Set problem:
Put everything from the line containing "Target: autumn leaf" down to the line containing "x=176 y=124" into a two-column CSV with the headers entry_text and answer, one row per entry. Wrap each field in quotes and replace line breaks with spaces.

Dataset entries:
⟨

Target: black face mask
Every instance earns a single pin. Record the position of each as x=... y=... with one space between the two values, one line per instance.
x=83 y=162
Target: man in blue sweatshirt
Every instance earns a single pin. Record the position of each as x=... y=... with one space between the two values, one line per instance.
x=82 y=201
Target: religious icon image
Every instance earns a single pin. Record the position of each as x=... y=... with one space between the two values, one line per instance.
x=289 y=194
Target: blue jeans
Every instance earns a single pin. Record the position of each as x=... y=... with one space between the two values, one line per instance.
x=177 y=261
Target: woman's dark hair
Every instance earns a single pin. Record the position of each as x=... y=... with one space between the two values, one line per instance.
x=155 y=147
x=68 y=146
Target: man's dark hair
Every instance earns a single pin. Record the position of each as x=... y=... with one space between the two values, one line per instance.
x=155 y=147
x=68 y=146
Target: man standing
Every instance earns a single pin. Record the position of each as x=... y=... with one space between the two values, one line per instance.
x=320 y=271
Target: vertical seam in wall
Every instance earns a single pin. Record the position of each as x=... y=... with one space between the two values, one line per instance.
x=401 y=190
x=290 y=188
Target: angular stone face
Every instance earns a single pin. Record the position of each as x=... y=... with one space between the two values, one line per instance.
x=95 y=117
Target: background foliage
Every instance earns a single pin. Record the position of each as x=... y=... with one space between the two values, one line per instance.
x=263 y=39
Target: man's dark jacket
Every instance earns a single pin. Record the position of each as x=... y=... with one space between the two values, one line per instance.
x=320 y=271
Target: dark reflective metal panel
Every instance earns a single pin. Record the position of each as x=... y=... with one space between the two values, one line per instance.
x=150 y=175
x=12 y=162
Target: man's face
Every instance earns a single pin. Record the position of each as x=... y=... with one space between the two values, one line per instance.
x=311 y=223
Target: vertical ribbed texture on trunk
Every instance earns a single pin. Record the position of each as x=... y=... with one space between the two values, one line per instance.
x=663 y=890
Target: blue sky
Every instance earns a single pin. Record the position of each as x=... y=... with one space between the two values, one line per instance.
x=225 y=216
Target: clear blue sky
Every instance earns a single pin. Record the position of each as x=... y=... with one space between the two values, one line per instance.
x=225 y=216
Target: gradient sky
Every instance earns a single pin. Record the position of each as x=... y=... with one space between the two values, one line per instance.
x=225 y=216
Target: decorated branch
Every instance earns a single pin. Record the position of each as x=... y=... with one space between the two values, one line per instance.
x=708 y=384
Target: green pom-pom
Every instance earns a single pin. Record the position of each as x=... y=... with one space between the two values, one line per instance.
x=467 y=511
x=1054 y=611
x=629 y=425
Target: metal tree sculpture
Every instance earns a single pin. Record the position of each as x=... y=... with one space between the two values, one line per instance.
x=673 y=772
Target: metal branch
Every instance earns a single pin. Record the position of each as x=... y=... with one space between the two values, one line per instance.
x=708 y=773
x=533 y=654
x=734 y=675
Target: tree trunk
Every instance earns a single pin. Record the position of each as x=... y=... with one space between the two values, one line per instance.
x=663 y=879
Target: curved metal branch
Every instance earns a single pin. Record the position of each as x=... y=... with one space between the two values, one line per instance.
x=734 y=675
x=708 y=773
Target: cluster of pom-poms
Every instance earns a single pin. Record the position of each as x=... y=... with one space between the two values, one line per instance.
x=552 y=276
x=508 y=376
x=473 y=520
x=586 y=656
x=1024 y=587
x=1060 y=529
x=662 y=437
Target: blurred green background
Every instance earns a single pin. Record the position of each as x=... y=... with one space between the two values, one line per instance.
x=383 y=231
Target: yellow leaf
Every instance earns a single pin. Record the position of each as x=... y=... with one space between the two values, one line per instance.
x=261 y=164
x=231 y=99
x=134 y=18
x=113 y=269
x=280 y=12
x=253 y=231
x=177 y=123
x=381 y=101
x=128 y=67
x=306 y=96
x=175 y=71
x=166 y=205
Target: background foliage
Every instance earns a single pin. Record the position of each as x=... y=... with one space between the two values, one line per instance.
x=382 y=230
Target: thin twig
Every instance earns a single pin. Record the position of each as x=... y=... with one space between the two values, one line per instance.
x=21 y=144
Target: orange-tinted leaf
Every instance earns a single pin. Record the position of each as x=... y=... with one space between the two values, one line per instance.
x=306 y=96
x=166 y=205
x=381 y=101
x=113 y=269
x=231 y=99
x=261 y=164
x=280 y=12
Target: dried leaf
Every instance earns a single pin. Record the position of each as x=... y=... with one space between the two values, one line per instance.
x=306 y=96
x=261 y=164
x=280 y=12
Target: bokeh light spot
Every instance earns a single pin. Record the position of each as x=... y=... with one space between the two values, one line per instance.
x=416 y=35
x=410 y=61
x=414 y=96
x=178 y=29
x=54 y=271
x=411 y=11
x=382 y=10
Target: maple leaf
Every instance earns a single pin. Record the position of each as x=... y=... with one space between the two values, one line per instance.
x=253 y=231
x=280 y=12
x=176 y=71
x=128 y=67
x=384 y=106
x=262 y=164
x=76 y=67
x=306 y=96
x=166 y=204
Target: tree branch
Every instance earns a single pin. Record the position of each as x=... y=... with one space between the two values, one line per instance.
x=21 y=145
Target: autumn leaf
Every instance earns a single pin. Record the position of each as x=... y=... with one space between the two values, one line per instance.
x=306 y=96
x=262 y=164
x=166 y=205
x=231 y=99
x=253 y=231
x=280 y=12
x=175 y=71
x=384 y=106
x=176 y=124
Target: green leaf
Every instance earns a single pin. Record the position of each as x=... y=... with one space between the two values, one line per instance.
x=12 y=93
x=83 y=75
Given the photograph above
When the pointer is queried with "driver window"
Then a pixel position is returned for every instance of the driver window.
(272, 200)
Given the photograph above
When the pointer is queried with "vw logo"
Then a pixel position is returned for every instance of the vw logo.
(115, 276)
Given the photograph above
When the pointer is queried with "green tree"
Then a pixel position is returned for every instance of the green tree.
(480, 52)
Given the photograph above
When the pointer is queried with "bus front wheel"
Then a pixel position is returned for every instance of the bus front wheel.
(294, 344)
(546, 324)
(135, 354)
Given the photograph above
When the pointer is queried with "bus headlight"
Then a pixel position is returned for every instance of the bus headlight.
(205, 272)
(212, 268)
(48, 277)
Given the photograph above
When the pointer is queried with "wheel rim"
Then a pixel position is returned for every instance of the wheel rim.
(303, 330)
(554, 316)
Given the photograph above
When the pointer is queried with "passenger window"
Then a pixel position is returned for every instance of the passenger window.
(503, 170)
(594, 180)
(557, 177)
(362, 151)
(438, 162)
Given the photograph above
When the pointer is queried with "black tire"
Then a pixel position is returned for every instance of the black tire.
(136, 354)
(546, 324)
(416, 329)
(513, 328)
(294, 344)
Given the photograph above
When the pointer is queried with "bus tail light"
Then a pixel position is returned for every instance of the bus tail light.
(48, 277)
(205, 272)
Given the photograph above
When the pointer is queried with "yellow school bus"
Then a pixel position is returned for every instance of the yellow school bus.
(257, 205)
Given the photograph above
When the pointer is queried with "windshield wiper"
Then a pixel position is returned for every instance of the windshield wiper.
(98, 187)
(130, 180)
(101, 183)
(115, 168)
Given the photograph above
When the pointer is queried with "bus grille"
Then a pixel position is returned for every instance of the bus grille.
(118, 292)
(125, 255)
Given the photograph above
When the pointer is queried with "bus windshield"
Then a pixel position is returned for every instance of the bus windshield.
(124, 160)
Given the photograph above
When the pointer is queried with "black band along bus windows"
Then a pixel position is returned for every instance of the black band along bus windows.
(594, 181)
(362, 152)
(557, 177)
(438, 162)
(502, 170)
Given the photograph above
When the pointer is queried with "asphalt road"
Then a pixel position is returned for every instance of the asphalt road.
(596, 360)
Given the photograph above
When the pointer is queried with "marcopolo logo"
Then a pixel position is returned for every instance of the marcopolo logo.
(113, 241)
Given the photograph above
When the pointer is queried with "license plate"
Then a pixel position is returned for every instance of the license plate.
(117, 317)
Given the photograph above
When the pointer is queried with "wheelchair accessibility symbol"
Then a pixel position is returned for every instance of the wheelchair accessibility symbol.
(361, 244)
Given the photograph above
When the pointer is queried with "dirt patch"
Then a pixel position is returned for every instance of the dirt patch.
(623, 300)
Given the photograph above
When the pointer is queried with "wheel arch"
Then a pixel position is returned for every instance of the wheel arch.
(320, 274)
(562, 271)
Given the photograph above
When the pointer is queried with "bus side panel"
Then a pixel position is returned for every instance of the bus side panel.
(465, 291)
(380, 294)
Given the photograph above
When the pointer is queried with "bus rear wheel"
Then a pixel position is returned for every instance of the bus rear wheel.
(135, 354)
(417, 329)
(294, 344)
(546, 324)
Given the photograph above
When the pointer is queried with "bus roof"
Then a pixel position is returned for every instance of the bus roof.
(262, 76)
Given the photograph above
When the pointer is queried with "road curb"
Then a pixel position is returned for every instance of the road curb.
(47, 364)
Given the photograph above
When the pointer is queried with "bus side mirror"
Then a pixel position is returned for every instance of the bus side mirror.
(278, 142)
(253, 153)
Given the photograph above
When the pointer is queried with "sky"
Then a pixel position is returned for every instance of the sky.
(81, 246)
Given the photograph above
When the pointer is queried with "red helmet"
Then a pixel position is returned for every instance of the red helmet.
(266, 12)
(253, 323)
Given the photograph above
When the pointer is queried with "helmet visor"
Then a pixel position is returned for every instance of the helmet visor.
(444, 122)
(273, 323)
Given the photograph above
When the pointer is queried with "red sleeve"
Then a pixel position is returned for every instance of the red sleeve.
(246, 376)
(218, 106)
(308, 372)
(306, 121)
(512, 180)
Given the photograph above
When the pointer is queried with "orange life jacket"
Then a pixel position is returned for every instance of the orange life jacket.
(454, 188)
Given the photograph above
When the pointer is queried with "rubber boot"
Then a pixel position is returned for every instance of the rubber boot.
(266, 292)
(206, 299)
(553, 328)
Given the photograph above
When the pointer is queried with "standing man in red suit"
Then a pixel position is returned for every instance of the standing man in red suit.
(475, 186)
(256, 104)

⟩

Final result:
entry_text,answer
"Target: autumn leaf Every instance earns a single pin. Record the position of each as x=... y=... with one space between the two values, one line per instance.","x=306 y=96 x=262 y=164 x=166 y=205 x=231 y=99 x=253 y=231 x=280 y=12 x=175 y=71 x=384 y=106 x=176 y=124"